Set task → Give only the number of lines in the data below that contain the string "shirt". Case counts.

Provided material →

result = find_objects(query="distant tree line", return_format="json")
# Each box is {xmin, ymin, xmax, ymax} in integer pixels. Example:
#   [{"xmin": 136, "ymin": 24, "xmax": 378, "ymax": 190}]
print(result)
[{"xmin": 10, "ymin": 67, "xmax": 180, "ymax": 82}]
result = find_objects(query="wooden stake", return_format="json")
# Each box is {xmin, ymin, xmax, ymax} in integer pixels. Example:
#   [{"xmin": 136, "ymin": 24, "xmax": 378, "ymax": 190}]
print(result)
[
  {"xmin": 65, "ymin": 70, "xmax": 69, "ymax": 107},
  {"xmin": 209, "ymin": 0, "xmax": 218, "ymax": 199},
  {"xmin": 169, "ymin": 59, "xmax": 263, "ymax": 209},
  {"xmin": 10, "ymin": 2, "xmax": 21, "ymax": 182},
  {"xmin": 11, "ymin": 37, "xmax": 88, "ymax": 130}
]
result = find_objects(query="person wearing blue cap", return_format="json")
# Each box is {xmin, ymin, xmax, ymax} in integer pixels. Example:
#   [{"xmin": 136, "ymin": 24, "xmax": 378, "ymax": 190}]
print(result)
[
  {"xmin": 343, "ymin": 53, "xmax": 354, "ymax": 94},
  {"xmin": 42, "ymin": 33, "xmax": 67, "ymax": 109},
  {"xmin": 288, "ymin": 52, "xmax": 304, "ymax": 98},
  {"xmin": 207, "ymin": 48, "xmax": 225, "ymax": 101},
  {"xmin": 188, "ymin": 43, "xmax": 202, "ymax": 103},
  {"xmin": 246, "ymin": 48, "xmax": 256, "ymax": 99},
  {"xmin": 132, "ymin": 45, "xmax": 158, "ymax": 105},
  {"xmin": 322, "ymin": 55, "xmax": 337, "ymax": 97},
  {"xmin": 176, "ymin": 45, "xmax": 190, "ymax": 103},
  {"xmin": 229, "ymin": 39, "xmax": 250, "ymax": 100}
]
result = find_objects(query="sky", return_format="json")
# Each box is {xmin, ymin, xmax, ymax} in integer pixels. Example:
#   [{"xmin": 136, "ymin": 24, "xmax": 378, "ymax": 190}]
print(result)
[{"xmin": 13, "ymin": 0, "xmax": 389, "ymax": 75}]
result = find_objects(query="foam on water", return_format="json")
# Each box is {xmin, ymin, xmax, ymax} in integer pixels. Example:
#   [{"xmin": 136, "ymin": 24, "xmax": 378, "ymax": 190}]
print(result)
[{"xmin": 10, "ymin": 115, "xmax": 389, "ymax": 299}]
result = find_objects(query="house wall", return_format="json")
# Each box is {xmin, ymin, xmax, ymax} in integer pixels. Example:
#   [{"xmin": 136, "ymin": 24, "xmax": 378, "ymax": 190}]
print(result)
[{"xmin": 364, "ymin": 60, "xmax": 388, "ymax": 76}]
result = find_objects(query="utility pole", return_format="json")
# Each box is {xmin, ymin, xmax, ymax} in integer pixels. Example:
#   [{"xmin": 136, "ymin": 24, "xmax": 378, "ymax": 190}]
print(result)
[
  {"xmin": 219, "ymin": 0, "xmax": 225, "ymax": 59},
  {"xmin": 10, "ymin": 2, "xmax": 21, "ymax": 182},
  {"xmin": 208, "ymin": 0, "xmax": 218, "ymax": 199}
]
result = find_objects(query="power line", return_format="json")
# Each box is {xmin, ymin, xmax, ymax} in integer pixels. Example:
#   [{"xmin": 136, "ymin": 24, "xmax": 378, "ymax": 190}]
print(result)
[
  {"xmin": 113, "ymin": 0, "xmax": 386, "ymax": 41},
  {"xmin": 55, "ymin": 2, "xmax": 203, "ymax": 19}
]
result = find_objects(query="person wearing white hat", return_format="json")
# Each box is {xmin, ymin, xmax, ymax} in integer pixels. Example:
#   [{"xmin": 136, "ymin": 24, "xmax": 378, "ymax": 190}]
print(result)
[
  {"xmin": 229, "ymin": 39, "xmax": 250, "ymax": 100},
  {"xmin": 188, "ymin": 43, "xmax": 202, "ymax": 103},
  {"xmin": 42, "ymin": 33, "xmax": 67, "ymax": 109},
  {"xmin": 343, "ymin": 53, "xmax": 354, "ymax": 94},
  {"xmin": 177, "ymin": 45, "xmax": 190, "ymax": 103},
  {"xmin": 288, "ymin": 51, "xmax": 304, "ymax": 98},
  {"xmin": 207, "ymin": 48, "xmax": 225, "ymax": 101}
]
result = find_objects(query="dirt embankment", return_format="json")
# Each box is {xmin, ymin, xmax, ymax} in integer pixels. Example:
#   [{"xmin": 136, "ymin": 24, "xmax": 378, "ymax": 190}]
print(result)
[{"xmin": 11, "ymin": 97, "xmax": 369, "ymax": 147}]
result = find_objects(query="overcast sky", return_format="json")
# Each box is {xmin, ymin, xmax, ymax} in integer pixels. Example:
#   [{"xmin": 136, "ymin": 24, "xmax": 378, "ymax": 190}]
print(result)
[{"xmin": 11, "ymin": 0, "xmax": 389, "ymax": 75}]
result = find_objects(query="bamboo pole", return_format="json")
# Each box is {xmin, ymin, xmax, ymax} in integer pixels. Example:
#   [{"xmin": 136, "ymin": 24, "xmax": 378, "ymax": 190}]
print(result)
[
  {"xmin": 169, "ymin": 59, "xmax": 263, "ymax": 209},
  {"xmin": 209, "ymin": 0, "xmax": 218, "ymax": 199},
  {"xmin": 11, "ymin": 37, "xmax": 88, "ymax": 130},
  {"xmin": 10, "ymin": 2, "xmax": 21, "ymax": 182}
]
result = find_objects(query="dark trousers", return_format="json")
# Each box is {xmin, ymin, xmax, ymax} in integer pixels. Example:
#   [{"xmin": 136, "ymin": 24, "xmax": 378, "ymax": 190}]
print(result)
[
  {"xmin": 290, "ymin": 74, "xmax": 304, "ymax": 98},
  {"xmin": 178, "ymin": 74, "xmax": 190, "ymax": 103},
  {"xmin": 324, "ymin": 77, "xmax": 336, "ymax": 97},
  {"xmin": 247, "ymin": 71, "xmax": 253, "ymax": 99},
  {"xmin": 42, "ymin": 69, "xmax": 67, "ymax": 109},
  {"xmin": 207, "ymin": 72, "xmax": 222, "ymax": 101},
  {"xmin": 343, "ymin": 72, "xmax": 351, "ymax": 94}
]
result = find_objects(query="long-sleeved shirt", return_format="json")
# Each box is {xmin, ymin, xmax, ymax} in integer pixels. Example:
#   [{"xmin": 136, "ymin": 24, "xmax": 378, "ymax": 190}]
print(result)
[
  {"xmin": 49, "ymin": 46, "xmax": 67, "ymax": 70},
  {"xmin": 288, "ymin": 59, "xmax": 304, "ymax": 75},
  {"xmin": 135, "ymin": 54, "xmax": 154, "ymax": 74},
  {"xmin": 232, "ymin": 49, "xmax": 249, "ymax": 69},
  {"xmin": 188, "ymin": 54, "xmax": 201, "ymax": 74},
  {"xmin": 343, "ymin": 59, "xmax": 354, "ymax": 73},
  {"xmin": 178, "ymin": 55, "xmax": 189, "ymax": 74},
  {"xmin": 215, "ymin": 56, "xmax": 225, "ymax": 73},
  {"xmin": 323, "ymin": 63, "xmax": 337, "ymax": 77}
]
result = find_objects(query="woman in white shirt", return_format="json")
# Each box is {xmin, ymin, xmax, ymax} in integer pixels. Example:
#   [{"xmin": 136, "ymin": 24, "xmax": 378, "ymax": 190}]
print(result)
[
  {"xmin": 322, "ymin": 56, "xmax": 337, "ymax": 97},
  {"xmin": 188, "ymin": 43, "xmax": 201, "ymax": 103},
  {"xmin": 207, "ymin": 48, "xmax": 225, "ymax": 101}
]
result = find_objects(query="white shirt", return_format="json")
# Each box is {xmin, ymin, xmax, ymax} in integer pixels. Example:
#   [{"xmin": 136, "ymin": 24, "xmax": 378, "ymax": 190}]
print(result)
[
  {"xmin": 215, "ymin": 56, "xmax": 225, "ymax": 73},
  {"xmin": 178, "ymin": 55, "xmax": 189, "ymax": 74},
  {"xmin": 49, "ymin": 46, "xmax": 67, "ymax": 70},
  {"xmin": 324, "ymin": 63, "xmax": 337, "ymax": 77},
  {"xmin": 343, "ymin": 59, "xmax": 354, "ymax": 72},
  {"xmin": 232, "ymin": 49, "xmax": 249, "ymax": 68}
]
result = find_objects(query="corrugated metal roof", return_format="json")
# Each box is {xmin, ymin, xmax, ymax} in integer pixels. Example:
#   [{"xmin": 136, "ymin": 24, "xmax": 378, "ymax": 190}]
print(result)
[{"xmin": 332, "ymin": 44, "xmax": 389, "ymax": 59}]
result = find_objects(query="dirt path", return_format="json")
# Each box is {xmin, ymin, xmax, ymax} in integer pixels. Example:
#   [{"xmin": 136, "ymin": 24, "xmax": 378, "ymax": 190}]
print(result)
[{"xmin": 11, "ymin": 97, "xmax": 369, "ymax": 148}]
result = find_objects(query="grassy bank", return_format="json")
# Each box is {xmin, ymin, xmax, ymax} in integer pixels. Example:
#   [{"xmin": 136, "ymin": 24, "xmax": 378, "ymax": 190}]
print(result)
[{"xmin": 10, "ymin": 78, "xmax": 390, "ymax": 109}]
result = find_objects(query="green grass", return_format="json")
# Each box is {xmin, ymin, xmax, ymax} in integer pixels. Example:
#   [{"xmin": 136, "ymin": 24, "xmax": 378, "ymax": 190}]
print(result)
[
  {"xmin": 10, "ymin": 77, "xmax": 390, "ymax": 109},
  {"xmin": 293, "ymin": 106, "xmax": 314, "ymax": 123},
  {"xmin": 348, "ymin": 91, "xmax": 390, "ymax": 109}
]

Correct response → 3